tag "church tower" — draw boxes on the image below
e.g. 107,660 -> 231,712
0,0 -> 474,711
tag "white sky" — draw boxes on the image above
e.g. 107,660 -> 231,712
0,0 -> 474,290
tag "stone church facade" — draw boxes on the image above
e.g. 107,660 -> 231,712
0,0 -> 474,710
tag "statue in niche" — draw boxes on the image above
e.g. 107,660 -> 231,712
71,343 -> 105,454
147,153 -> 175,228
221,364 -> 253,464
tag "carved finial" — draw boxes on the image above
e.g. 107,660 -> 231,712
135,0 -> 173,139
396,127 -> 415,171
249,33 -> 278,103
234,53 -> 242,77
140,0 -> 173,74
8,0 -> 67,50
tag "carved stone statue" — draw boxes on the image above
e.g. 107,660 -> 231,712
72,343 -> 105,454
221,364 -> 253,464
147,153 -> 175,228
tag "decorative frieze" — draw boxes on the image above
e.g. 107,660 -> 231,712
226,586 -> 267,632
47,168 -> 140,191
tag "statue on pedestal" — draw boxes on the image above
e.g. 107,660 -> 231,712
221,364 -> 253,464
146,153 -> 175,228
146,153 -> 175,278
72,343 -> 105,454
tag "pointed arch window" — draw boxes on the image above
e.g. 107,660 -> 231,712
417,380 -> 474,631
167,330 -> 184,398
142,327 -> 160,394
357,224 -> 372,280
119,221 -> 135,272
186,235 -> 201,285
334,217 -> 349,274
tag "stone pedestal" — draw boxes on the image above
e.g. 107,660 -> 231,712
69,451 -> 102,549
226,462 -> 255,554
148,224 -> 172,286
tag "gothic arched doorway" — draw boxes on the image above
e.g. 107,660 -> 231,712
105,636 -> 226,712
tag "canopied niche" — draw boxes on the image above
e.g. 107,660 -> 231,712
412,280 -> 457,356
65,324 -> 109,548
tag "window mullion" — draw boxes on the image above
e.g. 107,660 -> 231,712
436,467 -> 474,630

## Compito:
Per favore, ricopia per intero le righe dall'inizio delle voci fino alla riga con "0,0 -> 474,710" compresa. Trasla di 13 ogni coordinata nelle risposte e lascia invariati tutti gli altri numeri.

## Soluzione esercizio:
tag "church tower" — draw boxes on the image below
e.g. 107,660 -> 231,712
13,13 -> 487,724
tag "white sky" — draw boxes on the image above
e.g. 107,660 -> 231,712
13,13 -> 487,303
tag "stone church facade" — draw boxes on the image above
e.g. 107,660 -> 231,712
13,13 -> 487,723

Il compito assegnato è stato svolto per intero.